**Problem details**. Retype every one of the items below word for word, keeping each line as it is.

**Listed records**.
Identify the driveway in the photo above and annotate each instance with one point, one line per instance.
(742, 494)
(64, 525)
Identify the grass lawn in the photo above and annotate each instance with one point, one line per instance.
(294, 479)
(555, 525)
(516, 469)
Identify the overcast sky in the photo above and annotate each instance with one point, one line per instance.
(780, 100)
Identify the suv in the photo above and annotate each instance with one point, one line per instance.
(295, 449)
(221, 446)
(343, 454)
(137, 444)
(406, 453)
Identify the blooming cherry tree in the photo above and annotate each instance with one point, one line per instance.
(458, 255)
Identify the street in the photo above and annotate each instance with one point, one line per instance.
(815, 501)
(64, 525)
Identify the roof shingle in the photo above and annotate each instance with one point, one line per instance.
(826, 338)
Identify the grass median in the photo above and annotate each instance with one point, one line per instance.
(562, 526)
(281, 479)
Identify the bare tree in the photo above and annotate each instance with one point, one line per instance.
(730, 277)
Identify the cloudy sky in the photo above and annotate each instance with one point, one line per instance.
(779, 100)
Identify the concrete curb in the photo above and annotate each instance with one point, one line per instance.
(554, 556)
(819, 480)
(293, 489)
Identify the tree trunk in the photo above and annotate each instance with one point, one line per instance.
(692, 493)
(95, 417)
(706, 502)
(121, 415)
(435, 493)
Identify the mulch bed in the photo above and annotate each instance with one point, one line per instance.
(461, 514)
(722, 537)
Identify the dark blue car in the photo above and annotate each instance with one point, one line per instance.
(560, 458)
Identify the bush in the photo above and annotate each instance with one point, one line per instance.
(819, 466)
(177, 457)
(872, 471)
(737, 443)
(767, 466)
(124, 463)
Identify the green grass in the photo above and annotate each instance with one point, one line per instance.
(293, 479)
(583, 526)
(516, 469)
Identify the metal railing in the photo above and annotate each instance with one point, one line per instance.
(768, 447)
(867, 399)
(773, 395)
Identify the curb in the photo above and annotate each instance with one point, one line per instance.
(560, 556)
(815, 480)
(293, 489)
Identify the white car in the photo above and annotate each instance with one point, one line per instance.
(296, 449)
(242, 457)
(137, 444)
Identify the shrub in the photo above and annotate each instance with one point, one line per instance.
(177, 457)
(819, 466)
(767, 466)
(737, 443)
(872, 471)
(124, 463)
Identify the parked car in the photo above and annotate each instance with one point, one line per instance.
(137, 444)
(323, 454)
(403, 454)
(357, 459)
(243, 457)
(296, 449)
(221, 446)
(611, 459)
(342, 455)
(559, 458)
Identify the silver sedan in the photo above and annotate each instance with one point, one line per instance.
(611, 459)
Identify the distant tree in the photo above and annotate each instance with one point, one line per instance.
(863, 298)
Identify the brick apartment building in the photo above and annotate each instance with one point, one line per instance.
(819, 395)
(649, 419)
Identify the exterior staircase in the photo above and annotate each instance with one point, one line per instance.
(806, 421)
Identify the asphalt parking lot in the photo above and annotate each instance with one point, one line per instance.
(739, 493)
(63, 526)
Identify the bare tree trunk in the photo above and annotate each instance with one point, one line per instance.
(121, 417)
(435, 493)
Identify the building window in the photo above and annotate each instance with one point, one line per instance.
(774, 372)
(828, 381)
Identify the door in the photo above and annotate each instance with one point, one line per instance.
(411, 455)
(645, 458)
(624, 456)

**Answer for the task**.
Identify the driveway in the photo above and annotate each instance with one point, one line per instance.
(742, 494)
(64, 525)
Identify the grass lawn in the photo above and annotate each instance with one point, one line per instance.
(294, 479)
(555, 525)
(516, 469)
Identify the overcast sky in the photo above and annotate each instance with one point, one line per instance.
(780, 100)
Identify the suv in the photo above and annotate each instance with one point, one line per instance.
(295, 449)
(221, 446)
(343, 454)
(137, 444)
(406, 453)
Identify the blooming cherry tree in the photo above and annotate each instance with one point, one line per instance.
(458, 255)
Identify the street in the photo above and annotate each instance with one point, one line per instance.
(815, 501)
(64, 525)
Identify the roof shingle in the photo above and annotate each instance with one point, one line per instance.
(826, 338)
Identify the grass median in the photo above and annotate each instance with one point, one line per instance.
(562, 526)
(281, 479)
Identify the bare tree in the photo above and annotate each instance with one point, one line per instance.
(730, 277)
Identify the cloudy sky in the photo above and annotate each instance with one point, one line per instance.
(779, 100)
Identify the concrete curb in the photo above and annotate each instance with one point, one line per instance.
(554, 556)
(819, 480)
(293, 489)
Identify the tree trunk in the photo above and annotate each instance with one point, one line per instance.
(692, 493)
(95, 417)
(706, 502)
(121, 415)
(435, 493)
Identify the mulch bed in the photo above and annotate each instance with one point, one line per instance.
(461, 514)
(722, 537)
Identify the dark blue car in the photo above and annotate each instance with one point, one line per instance.
(560, 458)
Identify the bush in the photo above and annotate each instance with one point, one line per instance.
(819, 466)
(177, 457)
(872, 471)
(737, 443)
(767, 466)
(124, 463)
Identify the green grass in the photo above and annotate each instance with one point, one line per instance.
(293, 479)
(583, 526)
(516, 469)
Identify the metal railing in the photo above and annotate each instance with one point, one line per instance.
(768, 447)
(867, 399)
(773, 395)
Identify the curb in the photo above and annotate each instance with one point, one line per instance.
(560, 556)
(815, 480)
(293, 489)
Identify the white car in the photo above and annotate each instance with one point, one line per instance.
(296, 449)
(242, 457)
(137, 444)
Identify the shrub in the photo above and annotate each instance with one point, one line per instance.
(177, 457)
(819, 466)
(767, 466)
(737, 443)
(872, 471)
(124, 463)
Identify the parked car in the photo above and annotate each instance with one point, one line per instance.
(137, 444)
(323, 454)
(403, 454)
(357, 459)
(243, 457)
(296, 449)
(221, 446)
(611, 459)
(342, 455)
(559, 458)
Identify the silver sedan in the photo above and annotate each instance with one point, one line per instance.
(611, 459)
Identify the distant tree in the photo above and annotate each instance with one point, one line per instance.
(863, 298)
Identify the brick apartment building in the photo above and annotate each instance with one point, one line per instance.
(819, 395)
(649, 419)
Identify the exterior staircase in the photo above and annotate each instance with one point, one line per instance.
(806, 421)
Identify the asphalt parking lot in the photo above and annotate each instance with one point, one line per instance.
(739, 493)
(63, 526)
Identify the bare tree trunk in the photo above and annotate each instance with one point, one line per instance.
(121, 417)
(435, 493)
Identify the building window in the photo above and annotate each instance with one point, one line per instance.
(774, 372)
(828, 381)
Identify the door in the photo above and annotate each instance with one point, one line per instance.
(411, 455)
(645, 458)
(624, 456)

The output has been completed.